[TEXT BLOCK]

DO NOT miss what’s perhaps the most intense version of Pink Floyd’s “Careful with That Axe Eugene” ever captured on film. This entire film is absolutely amazing from start to finish, but it jumps off the scale during that part (Otis Redding is no slouch, either!) I highly recommend letting it load first before you hit play, otherwise it’s kind of flickery. If you wait a while, it doesn’t hang up and looks and sounds great.
I type this as someone who has (perhaps obsessively) gone out of his way—for decades now—acquiring Pink Floyd bootlegs. I couldn’t get enough of them, always trading up in quality if possible. There was always an endless supply of them, with “new” ones popping up constantly. It was a disease like stamp collecting. I even paid a hundred bucks for one that I just had to have…
Since YouTube launched in 2005, of course, there’s been so much additional Pink Floyd goodness making its way to the public—an avalanche really—which is the only way to explain how THIS ONE got past me in the Floydian deluge… I’d read a few years ago that the British Film Institute had located tapes of two of Pink Floyd’s three Top of the Pops appearances in the summer of 1967 and that the quality was a little ropey. I promptly forget about it, but that footage turned up on YouTube about a year ago, even if I just saw it myself this morning.

[/TEXT BLOCK]
[PROVIDED DATA]

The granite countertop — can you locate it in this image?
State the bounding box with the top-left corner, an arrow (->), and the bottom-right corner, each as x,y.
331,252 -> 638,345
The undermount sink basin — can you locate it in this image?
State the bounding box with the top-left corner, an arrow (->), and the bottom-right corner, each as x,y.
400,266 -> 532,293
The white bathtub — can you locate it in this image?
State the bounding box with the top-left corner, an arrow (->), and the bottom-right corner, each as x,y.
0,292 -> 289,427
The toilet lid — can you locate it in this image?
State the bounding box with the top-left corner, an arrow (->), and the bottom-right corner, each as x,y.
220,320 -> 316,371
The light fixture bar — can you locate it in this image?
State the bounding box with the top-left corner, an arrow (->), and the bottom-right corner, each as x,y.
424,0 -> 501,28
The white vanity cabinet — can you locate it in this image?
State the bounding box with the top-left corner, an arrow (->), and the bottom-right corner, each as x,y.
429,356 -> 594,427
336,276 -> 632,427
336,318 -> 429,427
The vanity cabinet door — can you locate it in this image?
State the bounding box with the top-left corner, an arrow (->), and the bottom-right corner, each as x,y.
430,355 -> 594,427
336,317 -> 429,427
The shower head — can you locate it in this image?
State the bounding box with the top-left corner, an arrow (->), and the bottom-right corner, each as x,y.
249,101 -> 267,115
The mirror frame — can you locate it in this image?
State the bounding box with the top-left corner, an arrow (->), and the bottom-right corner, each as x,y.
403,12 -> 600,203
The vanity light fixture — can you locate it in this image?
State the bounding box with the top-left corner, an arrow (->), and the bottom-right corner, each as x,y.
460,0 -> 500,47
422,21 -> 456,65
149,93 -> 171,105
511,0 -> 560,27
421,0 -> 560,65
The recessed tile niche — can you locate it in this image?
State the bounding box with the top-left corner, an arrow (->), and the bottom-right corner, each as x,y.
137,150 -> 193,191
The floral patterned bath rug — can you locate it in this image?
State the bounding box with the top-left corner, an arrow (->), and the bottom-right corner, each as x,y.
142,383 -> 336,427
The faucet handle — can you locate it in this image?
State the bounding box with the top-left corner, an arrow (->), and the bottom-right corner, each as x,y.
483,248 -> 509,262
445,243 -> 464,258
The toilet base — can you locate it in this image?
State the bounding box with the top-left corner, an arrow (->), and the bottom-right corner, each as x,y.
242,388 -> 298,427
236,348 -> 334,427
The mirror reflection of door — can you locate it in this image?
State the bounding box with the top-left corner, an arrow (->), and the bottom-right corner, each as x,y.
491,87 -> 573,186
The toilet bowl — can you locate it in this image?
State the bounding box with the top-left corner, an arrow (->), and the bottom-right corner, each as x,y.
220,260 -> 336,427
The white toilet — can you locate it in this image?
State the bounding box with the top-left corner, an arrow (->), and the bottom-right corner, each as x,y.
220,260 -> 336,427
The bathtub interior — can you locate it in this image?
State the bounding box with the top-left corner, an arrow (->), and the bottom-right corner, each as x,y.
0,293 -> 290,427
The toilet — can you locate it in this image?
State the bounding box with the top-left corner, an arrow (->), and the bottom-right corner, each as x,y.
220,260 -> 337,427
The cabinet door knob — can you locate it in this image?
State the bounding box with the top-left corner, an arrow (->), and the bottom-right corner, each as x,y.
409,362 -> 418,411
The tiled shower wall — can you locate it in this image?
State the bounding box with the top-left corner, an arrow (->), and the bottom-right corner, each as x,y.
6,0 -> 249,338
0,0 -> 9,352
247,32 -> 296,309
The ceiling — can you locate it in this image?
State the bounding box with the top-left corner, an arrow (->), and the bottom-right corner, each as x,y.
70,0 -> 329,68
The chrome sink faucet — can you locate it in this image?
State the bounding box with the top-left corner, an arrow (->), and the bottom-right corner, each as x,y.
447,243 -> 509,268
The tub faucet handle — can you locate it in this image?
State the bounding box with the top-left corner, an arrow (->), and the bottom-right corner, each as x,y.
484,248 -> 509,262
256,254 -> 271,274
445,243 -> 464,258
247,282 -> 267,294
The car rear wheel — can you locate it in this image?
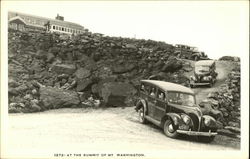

[/PROVIDED DATA]

• **DIRECTIONS**
Please write out the Pink Floyd passage starting at "DO NOT miss" and ending at "and sounds great.". The material is separate from the Pink Floyd passage.

• **PROBLEM SOLUTION**
DO NOT miss what’s perhaps the most intense version of Pink Floyd’s “Careful with That Axe Eugene” ever captured on film. This entire film is absolutely amazing from start to finish, but it jumps off the scale during that part (Otis Redding is no slouch, either!) I highly recommend letting it load first before you hit play, otherwise it’s kind of flickery. If you wait a while, it doesn’t hang up and looks and sounds great.